━━━━━ EXTRACT TO READ

Exodus 34:29-35
Luke 9:28-43a
SERMON “Up On the Mountain”
In the First Book of Kings in the Tanakh, or maybe “One” Kings to our wicked wanna-be king, we find the story of an ancient wicked king, Ahab, his foreign queen, Jezebel, and his antagonist, the prophet Elijah.
It is a bit of a saga, with twists and turns, and ends with dogs licking up the blood from the chariot in which Ahab died.
But there is a moment, early in the story, when there still seems to be a chance of redemption for the king, a chance that he might turn out okay.
His wife has brought to Israel with her a retinue of priests dedicated to the god Baal. This offends Elijah, who insists on exclusive worship of Yahweh. As you do.
Elijah challenges the priests of Baal to a sacrificial showdown, calling fire from the sky, and when he wins, orders the mass murder of the remaining opposition. As you do.
After this, the offending worship having been temporarily purged from the kingdom, Elijah has Ahab go up on the mountain to break his fast. This points back to another story.
During the Exodus from slavery in Egypt, Moses serves as an intermediary between Yahweh and the Abrahamic people. It too is quite a saga.
Having negotiated a treaty with God, a covenant in theological terms, Moses and Aaron take seventy elders up on to the mountain, where they ritually eat and drink to seal their new covenant with God. Ahab eating and drinking on the mountain mimics this covenant-making.
In today’s gospel reading, we are once again on a mountain, this time with Jesus and three of his disciples. This, however, is no picnic. As Jesus is praying, he begins to shine, then Moses and Elijah suddenly appear. Again, we are pointing back to an earlier incident. When Moses comes down from initially negotiating the covenant between Yahweh and the descendants of Jacob, his face also shines, as we read from Exodus.

━━━━━━━━━━

[COMPLETE THE FOLLOWING]:
(a) In the sermon, who appears beside Jesus on the mountain while he prays?
(b) In the listing, start at the line that has "the silver putter shaft" and continue through the end of the listing. Rewrite those lines with "Query" changed to "Label", keep everything else the same, and leave out the pictures.

━━━━━ ENTRIES SHOWN

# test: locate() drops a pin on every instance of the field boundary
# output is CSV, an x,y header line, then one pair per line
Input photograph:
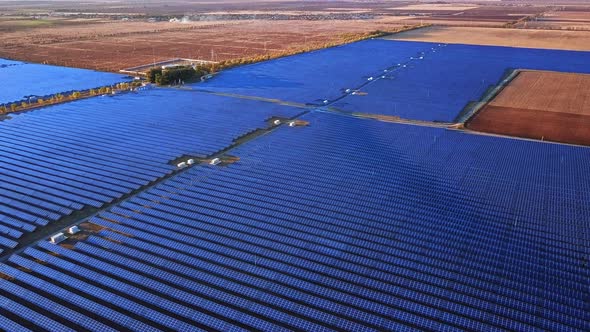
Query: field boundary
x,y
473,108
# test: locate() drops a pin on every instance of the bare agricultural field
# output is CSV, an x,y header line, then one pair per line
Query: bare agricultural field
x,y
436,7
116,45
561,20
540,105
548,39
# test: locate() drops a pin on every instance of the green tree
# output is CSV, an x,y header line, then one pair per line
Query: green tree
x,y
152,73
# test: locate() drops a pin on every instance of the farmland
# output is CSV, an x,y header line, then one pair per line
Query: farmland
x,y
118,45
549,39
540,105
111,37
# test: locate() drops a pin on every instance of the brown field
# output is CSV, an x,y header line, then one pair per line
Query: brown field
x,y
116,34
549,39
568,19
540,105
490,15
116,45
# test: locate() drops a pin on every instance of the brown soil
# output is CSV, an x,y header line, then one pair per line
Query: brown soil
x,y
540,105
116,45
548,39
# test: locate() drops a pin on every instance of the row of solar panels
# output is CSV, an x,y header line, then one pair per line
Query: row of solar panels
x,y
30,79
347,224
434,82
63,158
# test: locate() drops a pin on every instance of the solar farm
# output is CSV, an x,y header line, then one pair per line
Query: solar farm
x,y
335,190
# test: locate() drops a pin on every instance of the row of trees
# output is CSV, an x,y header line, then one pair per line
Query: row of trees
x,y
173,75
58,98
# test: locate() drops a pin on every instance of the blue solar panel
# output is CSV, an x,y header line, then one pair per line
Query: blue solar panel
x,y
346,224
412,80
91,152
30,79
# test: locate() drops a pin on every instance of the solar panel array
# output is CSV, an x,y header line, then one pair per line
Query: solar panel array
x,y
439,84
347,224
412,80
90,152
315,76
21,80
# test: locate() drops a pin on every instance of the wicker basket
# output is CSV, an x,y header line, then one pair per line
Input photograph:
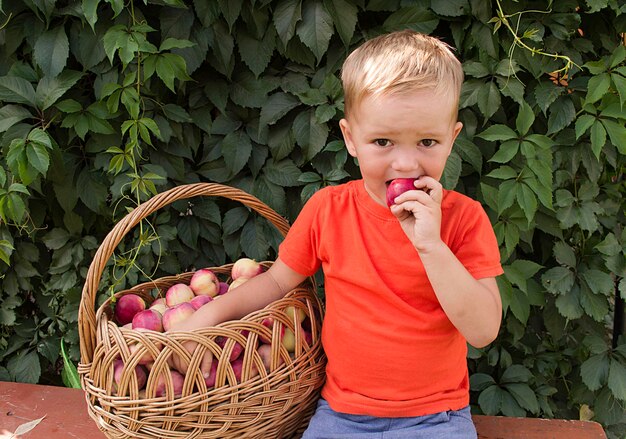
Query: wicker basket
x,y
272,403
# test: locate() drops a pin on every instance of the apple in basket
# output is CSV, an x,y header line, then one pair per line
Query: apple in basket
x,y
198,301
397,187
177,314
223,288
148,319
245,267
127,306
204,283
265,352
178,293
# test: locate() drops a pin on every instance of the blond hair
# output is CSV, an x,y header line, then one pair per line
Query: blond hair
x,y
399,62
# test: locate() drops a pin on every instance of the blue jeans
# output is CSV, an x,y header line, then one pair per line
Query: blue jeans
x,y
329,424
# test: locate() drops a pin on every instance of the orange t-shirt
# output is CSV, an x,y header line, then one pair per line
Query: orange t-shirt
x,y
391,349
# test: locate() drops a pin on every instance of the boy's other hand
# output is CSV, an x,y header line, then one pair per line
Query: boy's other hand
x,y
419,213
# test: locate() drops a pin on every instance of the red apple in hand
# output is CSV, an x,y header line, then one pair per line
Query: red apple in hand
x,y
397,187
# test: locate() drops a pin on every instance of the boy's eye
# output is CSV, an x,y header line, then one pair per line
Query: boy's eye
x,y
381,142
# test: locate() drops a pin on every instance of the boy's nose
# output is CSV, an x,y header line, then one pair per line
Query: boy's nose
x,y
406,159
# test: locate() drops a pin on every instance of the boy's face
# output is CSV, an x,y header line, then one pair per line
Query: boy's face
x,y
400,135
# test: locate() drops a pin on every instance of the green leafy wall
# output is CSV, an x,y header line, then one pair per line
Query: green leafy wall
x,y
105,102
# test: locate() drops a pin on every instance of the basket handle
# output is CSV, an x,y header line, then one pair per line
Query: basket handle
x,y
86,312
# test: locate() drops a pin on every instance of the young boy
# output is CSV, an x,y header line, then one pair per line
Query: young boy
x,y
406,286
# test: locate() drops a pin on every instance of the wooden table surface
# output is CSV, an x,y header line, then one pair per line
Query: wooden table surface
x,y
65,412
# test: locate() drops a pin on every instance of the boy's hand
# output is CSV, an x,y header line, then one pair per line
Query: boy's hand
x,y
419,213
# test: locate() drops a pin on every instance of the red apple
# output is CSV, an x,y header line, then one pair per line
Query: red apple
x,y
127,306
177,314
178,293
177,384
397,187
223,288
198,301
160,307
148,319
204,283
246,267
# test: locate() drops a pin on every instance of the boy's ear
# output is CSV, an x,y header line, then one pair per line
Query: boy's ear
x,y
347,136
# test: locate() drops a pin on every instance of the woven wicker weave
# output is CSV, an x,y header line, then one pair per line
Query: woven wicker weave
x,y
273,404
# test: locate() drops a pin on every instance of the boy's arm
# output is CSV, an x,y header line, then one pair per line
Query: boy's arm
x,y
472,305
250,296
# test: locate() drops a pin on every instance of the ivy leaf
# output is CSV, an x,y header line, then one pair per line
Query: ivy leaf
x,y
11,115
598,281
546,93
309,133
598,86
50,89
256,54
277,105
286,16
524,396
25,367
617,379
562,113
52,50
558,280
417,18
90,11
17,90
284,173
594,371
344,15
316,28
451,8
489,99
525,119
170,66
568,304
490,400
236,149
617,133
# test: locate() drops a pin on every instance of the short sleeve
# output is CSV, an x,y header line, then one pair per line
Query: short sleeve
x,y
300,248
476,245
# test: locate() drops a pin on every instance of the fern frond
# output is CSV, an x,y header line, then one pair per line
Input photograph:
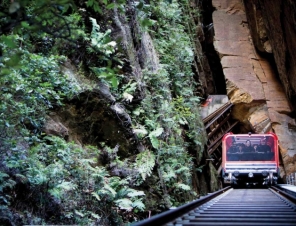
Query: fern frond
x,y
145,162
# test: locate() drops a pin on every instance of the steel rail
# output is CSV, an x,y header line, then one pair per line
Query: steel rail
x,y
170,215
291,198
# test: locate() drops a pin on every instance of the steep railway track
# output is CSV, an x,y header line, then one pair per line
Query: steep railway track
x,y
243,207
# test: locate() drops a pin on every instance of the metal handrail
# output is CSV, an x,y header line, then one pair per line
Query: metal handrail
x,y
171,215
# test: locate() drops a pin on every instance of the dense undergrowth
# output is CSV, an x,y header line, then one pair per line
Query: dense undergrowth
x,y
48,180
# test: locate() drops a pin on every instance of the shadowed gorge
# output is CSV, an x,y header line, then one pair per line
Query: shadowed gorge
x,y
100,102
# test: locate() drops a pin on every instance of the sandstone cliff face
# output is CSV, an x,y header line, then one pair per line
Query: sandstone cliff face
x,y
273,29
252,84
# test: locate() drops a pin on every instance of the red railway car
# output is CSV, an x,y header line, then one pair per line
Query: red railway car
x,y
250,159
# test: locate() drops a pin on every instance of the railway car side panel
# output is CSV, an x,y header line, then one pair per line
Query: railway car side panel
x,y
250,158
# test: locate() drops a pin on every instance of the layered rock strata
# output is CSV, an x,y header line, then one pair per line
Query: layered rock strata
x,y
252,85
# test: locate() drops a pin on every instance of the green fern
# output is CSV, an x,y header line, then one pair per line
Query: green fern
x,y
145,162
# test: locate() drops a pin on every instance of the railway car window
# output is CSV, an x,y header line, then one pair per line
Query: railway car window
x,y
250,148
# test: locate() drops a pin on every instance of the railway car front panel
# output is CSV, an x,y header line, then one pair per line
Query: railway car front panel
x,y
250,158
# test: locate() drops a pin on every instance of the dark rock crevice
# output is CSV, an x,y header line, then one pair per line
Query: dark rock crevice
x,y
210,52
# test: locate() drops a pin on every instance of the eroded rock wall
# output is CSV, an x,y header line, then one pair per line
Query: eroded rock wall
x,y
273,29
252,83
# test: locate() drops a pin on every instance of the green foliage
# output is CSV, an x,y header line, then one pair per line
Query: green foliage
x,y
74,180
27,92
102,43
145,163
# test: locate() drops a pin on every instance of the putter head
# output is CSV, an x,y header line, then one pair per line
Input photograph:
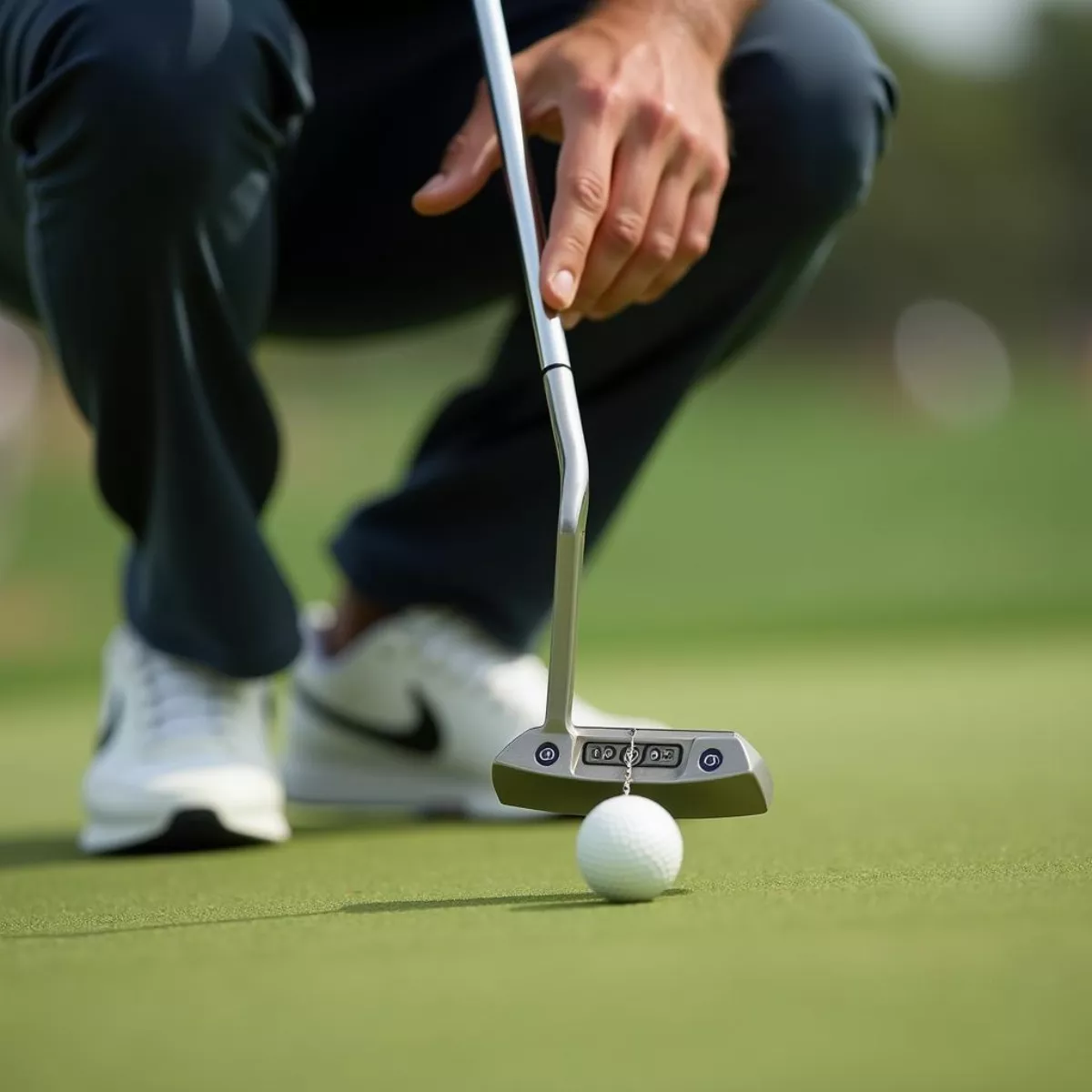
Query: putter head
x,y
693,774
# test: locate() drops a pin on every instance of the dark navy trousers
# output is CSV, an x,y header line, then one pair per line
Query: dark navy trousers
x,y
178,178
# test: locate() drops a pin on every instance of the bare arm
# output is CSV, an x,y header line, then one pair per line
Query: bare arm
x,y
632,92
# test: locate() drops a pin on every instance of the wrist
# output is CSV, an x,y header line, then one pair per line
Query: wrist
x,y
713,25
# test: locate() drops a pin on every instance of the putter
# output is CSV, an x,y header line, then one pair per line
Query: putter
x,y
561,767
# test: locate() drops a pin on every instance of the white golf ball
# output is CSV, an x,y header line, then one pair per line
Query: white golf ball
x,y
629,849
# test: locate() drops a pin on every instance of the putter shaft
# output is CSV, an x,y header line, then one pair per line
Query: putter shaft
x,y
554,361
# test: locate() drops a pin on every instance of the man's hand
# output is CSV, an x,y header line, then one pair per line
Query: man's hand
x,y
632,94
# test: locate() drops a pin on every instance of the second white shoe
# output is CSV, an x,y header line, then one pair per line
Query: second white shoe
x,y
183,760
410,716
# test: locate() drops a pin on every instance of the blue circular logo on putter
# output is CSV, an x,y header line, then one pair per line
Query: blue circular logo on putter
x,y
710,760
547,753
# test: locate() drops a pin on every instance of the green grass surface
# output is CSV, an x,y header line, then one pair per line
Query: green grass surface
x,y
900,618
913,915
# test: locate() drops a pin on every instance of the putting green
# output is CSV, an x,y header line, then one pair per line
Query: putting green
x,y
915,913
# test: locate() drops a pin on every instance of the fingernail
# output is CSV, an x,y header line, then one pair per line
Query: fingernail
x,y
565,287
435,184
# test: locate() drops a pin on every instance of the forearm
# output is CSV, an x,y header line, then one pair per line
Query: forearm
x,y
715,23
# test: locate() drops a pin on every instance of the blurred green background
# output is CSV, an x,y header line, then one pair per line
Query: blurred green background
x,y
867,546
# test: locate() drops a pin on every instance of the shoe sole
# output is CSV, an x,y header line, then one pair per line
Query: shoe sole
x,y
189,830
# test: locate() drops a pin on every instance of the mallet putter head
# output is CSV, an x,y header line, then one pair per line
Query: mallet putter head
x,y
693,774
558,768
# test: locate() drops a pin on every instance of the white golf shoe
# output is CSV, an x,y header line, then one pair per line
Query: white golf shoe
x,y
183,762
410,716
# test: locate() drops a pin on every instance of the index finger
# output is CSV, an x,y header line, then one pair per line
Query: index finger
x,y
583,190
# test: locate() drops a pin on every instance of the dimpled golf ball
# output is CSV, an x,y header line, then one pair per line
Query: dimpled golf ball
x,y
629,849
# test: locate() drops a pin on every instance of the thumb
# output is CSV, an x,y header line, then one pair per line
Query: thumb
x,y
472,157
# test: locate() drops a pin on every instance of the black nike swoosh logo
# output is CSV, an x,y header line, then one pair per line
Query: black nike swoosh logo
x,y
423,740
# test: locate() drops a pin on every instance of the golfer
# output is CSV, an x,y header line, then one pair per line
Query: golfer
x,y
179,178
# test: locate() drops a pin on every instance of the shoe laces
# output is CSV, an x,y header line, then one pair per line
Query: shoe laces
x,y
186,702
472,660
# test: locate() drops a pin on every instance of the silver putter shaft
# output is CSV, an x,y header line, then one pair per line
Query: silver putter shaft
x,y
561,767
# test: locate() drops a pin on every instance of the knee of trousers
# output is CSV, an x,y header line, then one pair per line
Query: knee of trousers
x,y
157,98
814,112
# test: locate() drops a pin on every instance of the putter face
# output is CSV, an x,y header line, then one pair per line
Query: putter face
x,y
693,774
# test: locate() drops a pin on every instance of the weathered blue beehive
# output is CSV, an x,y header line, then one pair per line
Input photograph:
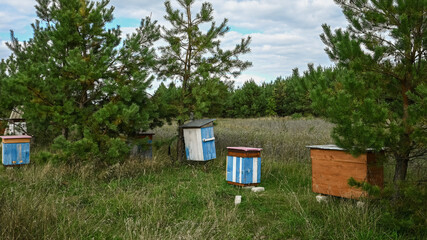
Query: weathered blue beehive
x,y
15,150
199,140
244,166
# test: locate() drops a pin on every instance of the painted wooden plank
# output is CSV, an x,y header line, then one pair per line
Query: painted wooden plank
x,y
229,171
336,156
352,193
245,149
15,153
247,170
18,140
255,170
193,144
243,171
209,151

━━━━━━━━━━

[SOLUTIONS TO THE PROBLEMS]:
(a) Moses and Elijah.

(b)
# test: locate() drops a pin on every instance of the silver putter shaft
# output is CSV, an x,y header line, then one pair per line
Label: silver putter shaft
x,y
561,767
# test: locate() drops a pin on every instance of the knee of trousers
# output is CSV, an x,y header line, then one pair per line
Label: knee of trousers
x,y
157,98
814,112
# test: locate() drops a pin on every instance of the putter face
# output is CSV, an x,y header line, then one pair per line
Label: putter face
x,y
693,774
# test: locate() drops a pin on every instance of the weathered blue beehive
# output is CSV, an x,y header line, then one pair per line
Input photograph:
Label: weathered blue beehive
x,y
15,150
199,140
244,166
# test: locate() drops a pin on every instance of the painted wooden plank
# output is CSV, an x,y header line, then one pair per line
Label: painted wooden plank
x,y
229,171
336,156
352,193
245,149
15,153
247,170
18,140
255,170
193,144
243,171
209,151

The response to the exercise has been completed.